_What is required_:
Count the lines in the records below that contain the string "sofa", treating uppercase and lowercase as different. Reply with the number only.
-- START Records shown --
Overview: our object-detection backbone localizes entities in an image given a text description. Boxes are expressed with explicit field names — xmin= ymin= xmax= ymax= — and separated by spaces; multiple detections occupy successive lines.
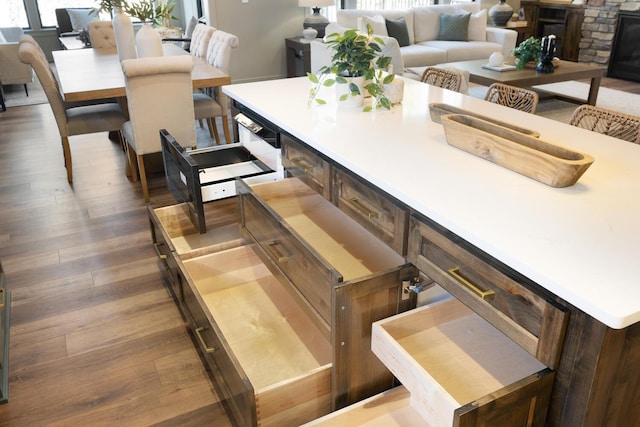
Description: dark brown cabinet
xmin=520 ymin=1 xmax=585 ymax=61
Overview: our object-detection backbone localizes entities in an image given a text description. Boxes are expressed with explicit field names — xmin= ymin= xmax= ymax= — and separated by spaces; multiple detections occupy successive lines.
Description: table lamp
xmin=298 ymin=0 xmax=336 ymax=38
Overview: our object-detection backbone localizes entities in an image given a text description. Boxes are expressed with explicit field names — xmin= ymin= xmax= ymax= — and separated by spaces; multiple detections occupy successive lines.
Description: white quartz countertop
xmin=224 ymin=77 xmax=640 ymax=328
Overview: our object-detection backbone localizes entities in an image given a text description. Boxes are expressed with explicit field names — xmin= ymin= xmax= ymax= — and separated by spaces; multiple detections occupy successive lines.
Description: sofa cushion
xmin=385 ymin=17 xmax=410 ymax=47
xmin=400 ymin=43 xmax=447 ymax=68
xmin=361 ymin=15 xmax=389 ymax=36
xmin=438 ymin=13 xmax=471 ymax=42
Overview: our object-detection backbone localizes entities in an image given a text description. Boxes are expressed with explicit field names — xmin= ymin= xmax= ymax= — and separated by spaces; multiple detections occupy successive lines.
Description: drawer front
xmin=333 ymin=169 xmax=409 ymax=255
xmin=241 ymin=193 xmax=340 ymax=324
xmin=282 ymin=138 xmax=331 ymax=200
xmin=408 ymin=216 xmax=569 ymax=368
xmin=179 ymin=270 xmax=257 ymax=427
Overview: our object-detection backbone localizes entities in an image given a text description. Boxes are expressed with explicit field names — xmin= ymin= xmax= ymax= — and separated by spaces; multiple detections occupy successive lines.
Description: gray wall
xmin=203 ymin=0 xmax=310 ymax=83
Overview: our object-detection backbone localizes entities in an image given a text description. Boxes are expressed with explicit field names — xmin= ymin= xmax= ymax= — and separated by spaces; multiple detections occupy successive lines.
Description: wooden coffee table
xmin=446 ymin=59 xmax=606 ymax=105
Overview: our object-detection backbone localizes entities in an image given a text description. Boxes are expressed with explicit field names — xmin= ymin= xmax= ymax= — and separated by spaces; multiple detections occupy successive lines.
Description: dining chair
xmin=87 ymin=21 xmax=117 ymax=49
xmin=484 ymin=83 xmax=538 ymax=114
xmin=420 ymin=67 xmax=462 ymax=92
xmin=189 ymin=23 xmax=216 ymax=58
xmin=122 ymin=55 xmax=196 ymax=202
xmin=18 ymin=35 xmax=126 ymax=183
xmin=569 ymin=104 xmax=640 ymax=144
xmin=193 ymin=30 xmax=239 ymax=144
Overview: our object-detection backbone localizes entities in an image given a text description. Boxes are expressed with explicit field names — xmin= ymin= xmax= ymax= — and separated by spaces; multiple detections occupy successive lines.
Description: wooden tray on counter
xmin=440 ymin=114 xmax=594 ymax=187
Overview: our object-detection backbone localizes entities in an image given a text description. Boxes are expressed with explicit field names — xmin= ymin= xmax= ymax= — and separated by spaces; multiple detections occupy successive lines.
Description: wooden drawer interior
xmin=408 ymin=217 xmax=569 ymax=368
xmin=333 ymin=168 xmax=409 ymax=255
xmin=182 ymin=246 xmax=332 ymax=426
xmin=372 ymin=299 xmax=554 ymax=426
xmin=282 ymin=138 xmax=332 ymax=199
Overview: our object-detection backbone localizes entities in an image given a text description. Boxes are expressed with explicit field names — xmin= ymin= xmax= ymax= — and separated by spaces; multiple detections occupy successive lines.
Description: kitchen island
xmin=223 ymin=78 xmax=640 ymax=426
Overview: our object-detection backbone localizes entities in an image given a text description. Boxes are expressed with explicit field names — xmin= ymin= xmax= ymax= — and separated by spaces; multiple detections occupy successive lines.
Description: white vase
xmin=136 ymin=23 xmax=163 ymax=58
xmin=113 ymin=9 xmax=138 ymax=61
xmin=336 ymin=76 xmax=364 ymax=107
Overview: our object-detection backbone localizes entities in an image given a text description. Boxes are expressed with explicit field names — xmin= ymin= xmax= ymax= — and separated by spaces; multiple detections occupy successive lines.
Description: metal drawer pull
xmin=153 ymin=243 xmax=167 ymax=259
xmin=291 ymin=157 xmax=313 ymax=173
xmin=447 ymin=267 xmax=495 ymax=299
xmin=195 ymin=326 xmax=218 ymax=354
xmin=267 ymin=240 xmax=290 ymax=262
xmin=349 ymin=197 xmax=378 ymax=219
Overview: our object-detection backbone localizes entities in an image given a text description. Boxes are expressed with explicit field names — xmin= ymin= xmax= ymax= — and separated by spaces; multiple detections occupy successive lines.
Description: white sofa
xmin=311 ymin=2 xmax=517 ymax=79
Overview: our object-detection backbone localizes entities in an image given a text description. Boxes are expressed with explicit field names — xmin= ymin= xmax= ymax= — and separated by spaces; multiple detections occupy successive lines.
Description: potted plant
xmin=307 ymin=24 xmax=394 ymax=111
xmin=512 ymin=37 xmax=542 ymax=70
-- END Records shown --
-- START Records shown --
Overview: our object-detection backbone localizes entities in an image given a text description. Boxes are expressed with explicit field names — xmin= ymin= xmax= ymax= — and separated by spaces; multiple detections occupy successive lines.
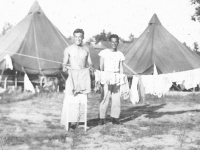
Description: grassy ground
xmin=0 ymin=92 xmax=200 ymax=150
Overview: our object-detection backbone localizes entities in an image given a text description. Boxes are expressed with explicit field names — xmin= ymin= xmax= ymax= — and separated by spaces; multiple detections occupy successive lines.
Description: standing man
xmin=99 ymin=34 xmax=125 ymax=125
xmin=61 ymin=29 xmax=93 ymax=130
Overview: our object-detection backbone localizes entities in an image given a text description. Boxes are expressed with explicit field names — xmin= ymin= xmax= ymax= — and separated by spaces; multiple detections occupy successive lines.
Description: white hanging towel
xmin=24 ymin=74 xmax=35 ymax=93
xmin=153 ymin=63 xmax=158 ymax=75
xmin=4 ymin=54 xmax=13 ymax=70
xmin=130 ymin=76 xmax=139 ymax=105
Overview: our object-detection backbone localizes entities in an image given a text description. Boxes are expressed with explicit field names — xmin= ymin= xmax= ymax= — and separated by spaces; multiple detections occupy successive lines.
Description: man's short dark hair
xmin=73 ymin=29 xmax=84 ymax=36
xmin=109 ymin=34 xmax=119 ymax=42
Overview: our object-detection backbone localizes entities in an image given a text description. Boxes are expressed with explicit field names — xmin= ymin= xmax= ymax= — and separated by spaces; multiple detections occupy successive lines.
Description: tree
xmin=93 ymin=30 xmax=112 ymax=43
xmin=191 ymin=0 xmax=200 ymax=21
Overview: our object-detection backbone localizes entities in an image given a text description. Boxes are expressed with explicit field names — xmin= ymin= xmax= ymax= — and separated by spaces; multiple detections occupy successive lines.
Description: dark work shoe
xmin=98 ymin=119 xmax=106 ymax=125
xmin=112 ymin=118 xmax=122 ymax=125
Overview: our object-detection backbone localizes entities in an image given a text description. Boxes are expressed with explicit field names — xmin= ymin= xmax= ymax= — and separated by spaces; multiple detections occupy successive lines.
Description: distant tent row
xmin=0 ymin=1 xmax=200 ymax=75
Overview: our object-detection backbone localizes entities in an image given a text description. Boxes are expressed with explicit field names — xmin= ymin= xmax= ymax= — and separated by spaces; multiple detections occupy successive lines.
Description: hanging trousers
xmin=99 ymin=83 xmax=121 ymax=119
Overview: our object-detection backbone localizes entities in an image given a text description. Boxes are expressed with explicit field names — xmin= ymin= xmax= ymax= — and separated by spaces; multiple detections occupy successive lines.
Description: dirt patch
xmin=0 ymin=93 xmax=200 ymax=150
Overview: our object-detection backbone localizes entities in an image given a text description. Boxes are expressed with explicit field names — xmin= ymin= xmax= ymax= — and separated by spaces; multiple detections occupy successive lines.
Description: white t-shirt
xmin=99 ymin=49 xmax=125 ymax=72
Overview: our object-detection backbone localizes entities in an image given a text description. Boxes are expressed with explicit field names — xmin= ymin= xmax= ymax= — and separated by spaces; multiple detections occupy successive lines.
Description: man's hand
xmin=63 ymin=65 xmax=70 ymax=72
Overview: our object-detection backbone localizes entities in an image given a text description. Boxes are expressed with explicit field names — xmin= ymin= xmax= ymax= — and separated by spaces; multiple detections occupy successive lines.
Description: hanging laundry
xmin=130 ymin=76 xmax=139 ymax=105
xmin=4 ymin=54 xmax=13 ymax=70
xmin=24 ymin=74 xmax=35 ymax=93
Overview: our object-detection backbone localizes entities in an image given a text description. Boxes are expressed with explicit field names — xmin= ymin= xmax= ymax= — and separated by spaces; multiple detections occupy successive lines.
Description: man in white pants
-- END Records shown --
_Written answer_:
2